16 octubre 2006


Sigo sin poema alguno. Aún no me hago cargo de la distancia. Se estrecha un camino serpenteado (que a la vez multiplica su ornamento), pero la panorámica es amplia como vista con microscopio la palma de la mano. No hay suficiente problemática. La estetización completa de esta vida (mi vida) es mi mayor y única real preocupación. Hacia el interior sólo se ve la amalgama que formamos al principio, y que contiene tantas estrellas de neón como granos de arena llevamos a la casa en los zapatos aquella vez que nos tomamos un vino en la playa. El frío es una añoranza aquí donde el infierno está tan cerca, y no me refiero al infierno como castigo sino a la obligación de seguir saltando para no quemarse las plantas de los pies. No se puede permanecer inmóvil. El rechinar de esta cama es lo más hogareño que puedo tener (aunque no espero ni aspiro a un hogar en todo caso), porque lo demás no es hogar: es un desierto abierto en donde por fin danzan las marionetas cosmogónicas que quería concretar (y que reales serán en marzo con la quema de Las Fallas). Aquí presiento mi cromatismo preferido: el Rojo de la sangre de las bestias injustamente muertas en una danza metafórica, a cuyo espectáculo nauseabundo concurren estos españoles tal vez con el único fin de exculpar su poca sinceridad y tanta apariencia (tal vez me equivoque). Por otro lado, en otro rebalse de Rojo está La Tomatina, en un pueblo de aquí de Valencia que se llama Buñol. Es a fines de agosto y allí se lanzan toneladas de tomates. Es una guerra campal en donde se prepara una salsa con trozos de carne que son las personas, para un plato de tallarines descomunal que no existe, pues el único objetivo es participar y gozar de una fiesta catártica en la que todos son amigos pero enemigos. Está bien eso de la catarsis, festiva o no. Encuentro de pésimo gusto y muy desubicado el desperdicio de comida en un planeta tan pequeño y con millares de personas muriendo de hambre. Pero así son acá, ultramodernos y prehistóricos a la vez. Como presentía allá en Chile: la modernidad (y postmodernismo actual) consiste justamente en retroceder avanzando directamente a lo cavernario. Creo que es un buen síntoma en todo caso, pues reconociendo el hecho global de que la tecnología nos supera y finalmente gobernará todos los ámbitos, se le hace una guerra inconsciente consistente en darle al instinto (y la metáfora) su lugar reivindicativo.

◆ DATOS PROPORCIONADOS

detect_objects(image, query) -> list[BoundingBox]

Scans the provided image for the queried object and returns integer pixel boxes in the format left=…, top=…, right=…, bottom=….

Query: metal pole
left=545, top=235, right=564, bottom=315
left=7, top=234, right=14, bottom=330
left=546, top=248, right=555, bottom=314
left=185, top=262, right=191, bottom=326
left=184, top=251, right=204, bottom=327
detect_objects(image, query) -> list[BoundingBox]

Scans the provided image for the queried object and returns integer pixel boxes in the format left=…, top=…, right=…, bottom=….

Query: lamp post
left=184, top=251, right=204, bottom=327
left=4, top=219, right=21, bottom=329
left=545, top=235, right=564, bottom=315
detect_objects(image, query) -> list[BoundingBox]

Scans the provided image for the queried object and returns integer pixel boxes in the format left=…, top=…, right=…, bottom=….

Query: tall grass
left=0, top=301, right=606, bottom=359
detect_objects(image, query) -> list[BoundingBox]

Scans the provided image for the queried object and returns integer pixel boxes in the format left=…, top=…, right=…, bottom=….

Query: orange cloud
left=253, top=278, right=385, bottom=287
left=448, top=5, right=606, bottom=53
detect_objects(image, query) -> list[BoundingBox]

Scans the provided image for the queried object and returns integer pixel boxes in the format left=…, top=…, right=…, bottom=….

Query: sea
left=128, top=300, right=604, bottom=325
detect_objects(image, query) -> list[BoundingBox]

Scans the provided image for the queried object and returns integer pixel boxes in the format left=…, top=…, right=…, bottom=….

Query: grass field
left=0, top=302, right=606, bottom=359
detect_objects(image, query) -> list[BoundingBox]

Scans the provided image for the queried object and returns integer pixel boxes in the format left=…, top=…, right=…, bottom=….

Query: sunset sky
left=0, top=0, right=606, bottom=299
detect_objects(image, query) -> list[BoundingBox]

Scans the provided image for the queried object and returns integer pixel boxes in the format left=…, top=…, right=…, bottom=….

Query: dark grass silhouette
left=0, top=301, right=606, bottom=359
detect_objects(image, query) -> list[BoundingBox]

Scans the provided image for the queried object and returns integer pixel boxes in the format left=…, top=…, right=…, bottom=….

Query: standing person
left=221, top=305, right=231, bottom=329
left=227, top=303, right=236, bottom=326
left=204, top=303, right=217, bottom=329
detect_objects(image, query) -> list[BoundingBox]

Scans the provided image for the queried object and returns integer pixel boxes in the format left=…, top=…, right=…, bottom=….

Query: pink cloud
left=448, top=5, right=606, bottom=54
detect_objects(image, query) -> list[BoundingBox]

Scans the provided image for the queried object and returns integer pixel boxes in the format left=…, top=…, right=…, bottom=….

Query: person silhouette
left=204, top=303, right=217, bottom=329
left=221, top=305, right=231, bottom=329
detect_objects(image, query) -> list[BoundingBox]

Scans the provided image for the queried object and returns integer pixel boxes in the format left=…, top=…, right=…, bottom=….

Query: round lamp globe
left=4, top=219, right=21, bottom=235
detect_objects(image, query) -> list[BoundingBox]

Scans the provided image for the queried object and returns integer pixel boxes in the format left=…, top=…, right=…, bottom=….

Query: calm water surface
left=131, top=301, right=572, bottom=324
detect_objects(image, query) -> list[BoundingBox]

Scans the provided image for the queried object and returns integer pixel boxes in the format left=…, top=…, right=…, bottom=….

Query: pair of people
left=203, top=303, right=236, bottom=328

==

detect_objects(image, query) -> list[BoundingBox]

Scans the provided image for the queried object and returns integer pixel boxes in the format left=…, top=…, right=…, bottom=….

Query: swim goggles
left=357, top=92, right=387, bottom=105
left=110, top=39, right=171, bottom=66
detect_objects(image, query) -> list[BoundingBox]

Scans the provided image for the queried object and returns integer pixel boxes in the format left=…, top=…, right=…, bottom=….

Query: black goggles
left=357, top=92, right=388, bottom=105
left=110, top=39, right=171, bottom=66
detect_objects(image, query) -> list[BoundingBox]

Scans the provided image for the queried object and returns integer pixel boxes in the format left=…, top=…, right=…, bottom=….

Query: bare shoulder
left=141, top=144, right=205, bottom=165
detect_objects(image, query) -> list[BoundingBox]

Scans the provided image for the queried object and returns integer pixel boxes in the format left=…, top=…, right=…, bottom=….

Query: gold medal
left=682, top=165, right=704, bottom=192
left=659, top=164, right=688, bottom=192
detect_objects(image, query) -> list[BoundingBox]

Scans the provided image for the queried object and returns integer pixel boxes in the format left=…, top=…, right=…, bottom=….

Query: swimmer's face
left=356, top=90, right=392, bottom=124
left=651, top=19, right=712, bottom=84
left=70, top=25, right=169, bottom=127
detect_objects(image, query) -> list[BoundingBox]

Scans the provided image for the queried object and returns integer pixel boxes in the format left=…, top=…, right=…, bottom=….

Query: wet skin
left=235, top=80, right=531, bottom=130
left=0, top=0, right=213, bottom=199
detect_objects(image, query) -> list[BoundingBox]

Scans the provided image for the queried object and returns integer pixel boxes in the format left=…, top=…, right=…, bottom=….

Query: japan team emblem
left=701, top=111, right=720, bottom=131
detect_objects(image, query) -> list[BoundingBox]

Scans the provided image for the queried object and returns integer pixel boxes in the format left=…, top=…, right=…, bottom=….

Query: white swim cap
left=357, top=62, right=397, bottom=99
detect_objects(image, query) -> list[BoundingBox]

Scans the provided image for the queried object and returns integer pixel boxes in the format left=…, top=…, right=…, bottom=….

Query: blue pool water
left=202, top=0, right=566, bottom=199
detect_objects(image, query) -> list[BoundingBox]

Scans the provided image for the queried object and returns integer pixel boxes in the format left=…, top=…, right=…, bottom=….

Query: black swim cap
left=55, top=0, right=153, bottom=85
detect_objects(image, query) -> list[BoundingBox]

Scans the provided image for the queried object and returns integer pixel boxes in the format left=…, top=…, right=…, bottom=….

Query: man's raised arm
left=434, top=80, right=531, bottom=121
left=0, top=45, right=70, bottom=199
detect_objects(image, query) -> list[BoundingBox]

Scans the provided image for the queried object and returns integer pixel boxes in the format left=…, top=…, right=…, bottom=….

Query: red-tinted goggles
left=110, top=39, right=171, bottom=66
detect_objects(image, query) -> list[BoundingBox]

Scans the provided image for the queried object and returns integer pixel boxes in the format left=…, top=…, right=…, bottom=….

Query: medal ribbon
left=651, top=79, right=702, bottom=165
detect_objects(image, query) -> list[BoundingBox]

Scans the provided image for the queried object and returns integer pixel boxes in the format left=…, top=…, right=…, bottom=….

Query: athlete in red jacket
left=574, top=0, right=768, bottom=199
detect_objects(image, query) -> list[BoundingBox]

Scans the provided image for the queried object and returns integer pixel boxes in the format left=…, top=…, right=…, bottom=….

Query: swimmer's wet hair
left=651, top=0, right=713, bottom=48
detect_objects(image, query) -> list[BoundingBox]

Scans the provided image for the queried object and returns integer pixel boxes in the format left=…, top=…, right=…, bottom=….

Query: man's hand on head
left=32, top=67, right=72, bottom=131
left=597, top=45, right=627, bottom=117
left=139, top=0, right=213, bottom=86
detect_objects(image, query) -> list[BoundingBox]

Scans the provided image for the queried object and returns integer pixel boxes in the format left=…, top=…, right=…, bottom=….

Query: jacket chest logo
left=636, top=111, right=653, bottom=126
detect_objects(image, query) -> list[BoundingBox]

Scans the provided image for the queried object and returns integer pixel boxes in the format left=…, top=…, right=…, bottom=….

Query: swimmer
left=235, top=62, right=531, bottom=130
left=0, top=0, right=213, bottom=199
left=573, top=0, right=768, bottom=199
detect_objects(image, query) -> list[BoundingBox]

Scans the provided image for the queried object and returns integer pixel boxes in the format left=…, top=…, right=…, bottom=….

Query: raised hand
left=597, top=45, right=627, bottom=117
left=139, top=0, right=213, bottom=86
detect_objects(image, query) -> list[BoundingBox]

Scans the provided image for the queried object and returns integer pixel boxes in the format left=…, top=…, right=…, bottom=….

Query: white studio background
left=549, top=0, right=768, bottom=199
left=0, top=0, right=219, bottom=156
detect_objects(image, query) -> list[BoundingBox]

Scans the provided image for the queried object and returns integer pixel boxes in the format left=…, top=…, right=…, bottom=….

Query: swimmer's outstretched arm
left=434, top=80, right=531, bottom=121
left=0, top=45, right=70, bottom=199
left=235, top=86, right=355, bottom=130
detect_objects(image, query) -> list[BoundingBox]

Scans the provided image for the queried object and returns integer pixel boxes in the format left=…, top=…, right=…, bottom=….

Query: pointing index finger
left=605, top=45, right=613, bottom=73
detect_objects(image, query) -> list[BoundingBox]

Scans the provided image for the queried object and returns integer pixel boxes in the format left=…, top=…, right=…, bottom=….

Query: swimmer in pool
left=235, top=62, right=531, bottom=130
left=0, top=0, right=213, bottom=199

---

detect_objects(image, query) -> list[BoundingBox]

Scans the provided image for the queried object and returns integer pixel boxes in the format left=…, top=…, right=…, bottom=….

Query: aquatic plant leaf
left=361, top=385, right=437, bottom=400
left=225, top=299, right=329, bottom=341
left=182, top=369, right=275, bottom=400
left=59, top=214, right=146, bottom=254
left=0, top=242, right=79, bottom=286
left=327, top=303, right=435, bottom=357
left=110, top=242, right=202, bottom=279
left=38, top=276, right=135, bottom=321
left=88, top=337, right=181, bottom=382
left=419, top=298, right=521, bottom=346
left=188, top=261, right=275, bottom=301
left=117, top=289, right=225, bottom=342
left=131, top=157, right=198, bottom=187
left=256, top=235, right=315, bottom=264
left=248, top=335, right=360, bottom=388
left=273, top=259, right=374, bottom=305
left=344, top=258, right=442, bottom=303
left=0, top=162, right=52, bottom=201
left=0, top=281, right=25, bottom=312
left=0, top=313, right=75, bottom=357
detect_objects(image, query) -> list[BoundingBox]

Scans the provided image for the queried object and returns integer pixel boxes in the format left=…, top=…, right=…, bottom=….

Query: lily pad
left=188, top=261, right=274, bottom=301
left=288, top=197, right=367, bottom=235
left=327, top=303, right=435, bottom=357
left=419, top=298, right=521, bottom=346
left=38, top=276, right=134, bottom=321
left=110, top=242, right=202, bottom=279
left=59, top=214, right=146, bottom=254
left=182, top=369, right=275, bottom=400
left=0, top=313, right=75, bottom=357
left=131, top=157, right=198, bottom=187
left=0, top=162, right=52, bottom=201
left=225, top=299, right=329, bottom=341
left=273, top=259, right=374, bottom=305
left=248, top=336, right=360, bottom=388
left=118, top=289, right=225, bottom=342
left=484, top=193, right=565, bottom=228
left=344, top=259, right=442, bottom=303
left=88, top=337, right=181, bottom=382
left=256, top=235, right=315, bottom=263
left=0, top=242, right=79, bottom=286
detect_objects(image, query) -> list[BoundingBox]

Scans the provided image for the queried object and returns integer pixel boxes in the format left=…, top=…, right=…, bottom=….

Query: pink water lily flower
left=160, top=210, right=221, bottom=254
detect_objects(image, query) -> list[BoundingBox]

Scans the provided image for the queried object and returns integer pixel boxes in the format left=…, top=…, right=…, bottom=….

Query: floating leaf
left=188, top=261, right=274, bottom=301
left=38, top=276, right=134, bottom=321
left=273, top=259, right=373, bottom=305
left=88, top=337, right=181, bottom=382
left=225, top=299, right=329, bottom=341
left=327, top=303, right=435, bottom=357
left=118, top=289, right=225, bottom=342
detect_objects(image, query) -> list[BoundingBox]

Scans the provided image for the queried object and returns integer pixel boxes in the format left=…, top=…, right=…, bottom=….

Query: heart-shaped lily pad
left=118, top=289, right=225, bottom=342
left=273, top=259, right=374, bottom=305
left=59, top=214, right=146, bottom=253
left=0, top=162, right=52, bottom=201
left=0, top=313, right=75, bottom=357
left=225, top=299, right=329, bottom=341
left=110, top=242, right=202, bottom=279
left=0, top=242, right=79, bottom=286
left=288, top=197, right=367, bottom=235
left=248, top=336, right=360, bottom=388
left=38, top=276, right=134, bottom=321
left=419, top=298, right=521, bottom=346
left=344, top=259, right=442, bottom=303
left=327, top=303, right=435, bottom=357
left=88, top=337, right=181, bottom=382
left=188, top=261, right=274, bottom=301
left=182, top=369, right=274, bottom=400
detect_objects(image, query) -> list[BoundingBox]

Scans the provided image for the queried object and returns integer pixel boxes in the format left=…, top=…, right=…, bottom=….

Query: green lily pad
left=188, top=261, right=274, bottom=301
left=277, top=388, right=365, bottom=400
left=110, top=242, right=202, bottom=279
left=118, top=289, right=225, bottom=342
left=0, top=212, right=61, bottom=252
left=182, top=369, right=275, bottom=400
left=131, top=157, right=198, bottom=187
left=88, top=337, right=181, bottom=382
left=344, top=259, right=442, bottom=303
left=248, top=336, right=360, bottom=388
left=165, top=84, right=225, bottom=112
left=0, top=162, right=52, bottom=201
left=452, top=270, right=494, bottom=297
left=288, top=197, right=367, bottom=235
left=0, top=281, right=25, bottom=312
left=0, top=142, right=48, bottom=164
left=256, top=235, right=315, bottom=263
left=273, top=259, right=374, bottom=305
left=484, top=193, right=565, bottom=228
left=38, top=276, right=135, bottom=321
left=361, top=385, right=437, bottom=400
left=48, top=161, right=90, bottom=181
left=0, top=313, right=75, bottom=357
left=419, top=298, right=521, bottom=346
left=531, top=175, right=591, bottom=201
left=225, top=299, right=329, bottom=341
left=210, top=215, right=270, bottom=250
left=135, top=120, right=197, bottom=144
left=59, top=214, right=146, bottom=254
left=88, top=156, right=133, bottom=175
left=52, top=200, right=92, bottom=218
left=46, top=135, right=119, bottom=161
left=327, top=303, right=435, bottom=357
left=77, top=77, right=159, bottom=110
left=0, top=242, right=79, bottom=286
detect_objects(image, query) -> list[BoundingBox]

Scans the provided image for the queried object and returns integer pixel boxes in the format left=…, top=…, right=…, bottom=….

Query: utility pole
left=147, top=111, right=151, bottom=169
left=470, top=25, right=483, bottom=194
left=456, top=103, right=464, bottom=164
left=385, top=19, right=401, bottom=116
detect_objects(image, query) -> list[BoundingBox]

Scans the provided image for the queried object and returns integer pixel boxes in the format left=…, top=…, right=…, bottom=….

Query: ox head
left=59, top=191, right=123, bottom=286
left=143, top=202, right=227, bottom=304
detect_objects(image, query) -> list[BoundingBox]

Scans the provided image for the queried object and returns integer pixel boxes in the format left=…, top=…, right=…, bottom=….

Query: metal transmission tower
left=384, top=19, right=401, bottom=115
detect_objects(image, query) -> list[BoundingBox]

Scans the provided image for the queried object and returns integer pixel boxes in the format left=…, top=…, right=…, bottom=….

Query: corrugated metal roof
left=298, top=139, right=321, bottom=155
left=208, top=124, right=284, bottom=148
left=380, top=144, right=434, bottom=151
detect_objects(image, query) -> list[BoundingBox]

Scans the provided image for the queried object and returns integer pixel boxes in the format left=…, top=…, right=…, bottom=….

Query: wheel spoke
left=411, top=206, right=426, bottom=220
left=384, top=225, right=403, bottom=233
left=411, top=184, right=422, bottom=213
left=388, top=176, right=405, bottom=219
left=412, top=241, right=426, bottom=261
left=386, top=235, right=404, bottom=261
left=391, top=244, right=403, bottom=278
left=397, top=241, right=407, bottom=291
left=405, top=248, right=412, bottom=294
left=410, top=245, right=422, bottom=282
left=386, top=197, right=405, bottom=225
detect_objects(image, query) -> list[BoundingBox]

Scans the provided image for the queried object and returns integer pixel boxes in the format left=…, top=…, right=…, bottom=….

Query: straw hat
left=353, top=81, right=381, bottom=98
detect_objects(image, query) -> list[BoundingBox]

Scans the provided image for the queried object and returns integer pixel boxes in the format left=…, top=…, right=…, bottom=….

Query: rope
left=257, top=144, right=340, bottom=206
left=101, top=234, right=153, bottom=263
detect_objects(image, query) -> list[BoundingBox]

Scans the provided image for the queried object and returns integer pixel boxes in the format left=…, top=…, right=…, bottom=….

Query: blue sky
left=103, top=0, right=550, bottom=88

◆ CONSIGNA 1
Según el texto sobre la vida en Valencia, ¿en qué pueblo se celebra La Tomatina?
◆ CONSIGNA 2
Escribe cómo sigue el texto sobre la vida en Valencia a partir de su última oración.

◆ RESPUESTA ESCRITA 1
En Buñol, un pueblo de Valencia.

◆ RESPUESTA ESCRITA 2
Nos es propicio (a mí me gusta mucho la idea, puesto que mi idioma básico se dirige a las emociones) esto de transfigurar el lenguaje, darle una batalla constante a su estructurización, ya que, con el ritmo actual de las cosas, en un pestañeo de más ya estaremos bajo una máquina semántica carente de emoción y que definitivamente nos daría el caos emocional general al que ya muchos han sucumbido. Pues bien, la batalla es antigua: el fascismo dice "estetización de la política", el comunismo responde: "politización del arte". Yo creo que hay que disparar a destajo, el cadáver agujereado resultante, en su sangre nos dará el rojo manantial verdadero en el que se resolverán nuestras incongruencias. Y pues bien, yo disparo a destajo, me preocupo de mí y de mi entorno, si luego se me ocurre una bomba masiva lo dirá el tiempo. Como ya dije, la estetización de mi vida, a veces fascista a veces comunista, es mi único y real problema. La mixtura es tremenda, tenemos la suficiente información y la que no tenemos está al alcance de la mano, ahora el deber es transformarlo en lenguaje concreto, tan real como el preciado ataúd repleto de oro que navega feliz en el río eléctrico de la precordillera.